Labeled shape records →
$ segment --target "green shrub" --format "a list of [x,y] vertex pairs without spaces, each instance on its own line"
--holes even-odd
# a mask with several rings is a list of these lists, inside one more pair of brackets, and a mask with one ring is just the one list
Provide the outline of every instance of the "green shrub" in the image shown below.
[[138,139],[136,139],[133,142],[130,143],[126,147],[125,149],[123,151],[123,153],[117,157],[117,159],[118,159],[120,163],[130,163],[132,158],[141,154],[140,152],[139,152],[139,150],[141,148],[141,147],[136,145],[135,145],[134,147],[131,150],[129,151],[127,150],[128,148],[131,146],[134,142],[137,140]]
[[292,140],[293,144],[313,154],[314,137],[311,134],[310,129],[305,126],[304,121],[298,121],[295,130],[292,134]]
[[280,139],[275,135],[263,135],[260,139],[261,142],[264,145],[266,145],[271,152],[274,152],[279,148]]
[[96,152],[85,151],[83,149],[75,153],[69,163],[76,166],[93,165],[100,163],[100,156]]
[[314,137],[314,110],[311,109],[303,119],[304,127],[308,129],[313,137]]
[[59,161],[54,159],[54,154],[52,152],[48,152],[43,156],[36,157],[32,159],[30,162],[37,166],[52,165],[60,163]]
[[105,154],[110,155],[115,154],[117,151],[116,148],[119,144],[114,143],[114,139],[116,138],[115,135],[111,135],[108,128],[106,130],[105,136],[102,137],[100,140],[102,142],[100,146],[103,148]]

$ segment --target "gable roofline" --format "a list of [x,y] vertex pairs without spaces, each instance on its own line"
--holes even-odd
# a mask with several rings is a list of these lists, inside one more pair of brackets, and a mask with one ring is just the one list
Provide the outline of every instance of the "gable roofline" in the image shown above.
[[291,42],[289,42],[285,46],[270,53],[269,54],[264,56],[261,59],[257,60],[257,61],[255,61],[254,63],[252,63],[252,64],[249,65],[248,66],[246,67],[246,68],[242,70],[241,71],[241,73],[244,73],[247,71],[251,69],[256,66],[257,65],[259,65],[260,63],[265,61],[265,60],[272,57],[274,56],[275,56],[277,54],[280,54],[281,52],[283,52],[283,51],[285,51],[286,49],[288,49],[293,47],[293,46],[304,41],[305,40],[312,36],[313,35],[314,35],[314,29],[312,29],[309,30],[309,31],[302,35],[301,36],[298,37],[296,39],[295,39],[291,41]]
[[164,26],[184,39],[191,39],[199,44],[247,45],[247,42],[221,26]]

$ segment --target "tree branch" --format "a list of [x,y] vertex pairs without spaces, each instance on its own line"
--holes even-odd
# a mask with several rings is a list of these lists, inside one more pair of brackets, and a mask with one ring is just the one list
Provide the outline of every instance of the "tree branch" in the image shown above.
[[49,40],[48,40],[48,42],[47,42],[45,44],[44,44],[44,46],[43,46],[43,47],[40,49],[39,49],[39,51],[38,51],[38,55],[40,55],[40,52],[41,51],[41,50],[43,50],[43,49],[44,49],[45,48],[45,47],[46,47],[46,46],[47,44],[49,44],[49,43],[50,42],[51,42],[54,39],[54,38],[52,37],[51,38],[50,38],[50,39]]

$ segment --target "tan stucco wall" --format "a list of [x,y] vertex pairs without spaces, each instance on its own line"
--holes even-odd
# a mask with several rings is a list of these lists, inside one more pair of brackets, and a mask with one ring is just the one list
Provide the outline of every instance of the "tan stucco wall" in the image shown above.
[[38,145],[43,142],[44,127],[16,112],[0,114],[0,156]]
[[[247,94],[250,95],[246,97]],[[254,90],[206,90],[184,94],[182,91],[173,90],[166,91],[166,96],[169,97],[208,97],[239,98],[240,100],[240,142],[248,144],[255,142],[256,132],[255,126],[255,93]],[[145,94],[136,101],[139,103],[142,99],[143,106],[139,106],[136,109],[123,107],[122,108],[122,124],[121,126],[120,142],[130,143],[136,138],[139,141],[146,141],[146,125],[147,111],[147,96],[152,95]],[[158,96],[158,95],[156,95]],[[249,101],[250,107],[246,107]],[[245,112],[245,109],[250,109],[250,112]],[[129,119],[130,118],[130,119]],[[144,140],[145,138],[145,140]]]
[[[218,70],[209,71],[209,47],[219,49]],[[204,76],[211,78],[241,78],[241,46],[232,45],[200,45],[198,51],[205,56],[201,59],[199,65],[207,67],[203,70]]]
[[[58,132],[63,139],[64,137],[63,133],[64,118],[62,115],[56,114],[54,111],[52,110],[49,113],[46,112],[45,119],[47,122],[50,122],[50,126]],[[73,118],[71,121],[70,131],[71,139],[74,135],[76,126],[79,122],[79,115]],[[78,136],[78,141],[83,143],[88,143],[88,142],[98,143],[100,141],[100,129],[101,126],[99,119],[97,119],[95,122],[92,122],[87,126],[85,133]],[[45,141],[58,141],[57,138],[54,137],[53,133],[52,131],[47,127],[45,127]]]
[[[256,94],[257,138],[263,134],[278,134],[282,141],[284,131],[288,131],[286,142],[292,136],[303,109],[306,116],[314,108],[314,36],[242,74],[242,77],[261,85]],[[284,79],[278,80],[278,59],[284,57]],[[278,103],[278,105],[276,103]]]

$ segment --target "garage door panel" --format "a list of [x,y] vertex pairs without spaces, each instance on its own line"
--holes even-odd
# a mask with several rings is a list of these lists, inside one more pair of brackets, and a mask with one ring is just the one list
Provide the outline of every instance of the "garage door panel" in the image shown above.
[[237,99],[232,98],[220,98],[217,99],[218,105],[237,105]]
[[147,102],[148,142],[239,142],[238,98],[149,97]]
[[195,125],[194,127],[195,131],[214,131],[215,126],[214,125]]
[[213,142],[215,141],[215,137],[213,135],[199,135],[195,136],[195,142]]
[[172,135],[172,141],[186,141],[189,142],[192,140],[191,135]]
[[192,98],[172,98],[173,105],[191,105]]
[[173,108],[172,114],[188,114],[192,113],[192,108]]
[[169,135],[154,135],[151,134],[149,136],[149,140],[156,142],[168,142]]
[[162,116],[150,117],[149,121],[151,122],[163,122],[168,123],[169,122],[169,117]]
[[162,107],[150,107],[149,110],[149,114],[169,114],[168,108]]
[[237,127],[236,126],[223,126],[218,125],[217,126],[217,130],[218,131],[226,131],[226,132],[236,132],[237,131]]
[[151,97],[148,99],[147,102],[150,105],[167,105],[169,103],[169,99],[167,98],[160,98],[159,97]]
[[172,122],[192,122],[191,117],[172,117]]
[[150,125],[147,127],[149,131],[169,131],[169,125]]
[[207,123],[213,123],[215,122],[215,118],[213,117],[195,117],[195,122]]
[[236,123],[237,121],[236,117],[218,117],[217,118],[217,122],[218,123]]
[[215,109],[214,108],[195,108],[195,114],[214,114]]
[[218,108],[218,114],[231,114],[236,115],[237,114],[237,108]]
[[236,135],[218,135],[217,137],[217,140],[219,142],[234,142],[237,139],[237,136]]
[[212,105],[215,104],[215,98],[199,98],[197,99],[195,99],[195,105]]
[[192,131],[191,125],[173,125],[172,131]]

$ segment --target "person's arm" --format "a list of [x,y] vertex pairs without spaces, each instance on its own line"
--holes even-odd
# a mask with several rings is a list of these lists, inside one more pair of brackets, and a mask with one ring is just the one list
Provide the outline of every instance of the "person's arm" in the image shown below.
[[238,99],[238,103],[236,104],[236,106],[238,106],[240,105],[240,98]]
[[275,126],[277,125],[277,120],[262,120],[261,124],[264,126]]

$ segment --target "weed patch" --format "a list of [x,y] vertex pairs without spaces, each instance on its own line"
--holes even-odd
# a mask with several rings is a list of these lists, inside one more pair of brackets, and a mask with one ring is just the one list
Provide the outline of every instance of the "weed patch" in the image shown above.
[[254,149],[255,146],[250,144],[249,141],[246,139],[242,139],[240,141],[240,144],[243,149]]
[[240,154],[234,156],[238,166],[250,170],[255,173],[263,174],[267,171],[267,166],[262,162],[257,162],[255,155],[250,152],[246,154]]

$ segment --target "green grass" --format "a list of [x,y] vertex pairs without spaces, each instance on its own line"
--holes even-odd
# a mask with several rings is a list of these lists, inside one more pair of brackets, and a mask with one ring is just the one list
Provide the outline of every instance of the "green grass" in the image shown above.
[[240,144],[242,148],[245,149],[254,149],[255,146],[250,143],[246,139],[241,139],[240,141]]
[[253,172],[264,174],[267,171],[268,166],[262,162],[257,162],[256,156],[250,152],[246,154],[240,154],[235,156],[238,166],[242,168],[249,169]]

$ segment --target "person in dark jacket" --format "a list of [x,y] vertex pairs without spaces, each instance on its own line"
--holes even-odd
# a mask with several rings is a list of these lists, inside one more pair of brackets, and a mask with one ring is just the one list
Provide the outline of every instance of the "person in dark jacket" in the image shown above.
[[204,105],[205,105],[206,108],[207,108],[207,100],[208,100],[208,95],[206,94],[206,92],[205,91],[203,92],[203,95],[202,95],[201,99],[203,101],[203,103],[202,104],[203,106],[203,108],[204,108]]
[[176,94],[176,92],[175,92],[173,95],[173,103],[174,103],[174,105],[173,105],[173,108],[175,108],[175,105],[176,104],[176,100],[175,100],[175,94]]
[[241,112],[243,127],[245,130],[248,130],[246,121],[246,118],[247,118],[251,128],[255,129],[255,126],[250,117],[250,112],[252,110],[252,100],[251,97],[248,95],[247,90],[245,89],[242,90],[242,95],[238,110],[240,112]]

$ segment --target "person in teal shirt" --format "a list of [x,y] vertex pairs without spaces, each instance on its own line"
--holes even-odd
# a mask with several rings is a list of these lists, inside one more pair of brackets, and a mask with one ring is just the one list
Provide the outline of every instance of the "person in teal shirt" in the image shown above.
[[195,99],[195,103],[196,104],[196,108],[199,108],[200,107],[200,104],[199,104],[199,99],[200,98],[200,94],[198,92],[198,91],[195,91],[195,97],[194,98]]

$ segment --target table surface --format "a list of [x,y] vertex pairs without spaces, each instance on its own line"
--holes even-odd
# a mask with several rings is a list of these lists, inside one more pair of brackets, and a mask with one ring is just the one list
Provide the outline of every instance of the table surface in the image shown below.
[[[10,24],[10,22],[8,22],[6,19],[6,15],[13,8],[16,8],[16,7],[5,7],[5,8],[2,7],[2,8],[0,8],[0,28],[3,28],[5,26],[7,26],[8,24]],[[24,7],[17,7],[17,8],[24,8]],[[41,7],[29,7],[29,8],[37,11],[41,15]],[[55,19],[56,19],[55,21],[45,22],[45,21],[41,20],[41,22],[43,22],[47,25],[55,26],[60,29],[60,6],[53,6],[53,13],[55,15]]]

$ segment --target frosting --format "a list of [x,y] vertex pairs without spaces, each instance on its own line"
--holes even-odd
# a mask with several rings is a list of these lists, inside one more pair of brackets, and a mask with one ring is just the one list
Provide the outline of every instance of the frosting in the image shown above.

Goal →
Repeat word for word every line from the one that holds "segment --target table" to the end. Both ends count.

Task response →
$ segment --target table surface --format "a list of [x,y] vertex pairs without spaces, each instance on its own line"
--holes even-odd
# a mask with several rings is a list of these lists, inside one more pair of brackets, and a mask with one ring is just the one list
Provide the outline of every instance of the table surface in the image shown below.
[[[10,24],[10,22],[8,22],[6,19],[6,15],[13,8],[16,8],[16,7],[5,7],[5,8],[2,7],[2,8],[0,8],[0,28],[3,28],[5,26],[7,26],[8,24]],[[24,7],[17,7],[17,8],[24,8]],[[41,7],[29,7],[29,8],[37,11],[41,15]],[[55,19],[56,19],[55,21],[45,22],[45,21],[41,20],[41,22],[43,22],[47,25],[55,26],[60,29],[60,6],[53,6],[53,13],[55,15]]]

$ segment --target frosting --format "a list of [x,y] vertex pairs without spaces, each instance on its own line"
--holes even-odd
# a mask with several rings is a list of these lists, inside one more pair of brackets, and a mask with one ring is just the one list
Provide the outline of every instance of the frosting in the image shown above.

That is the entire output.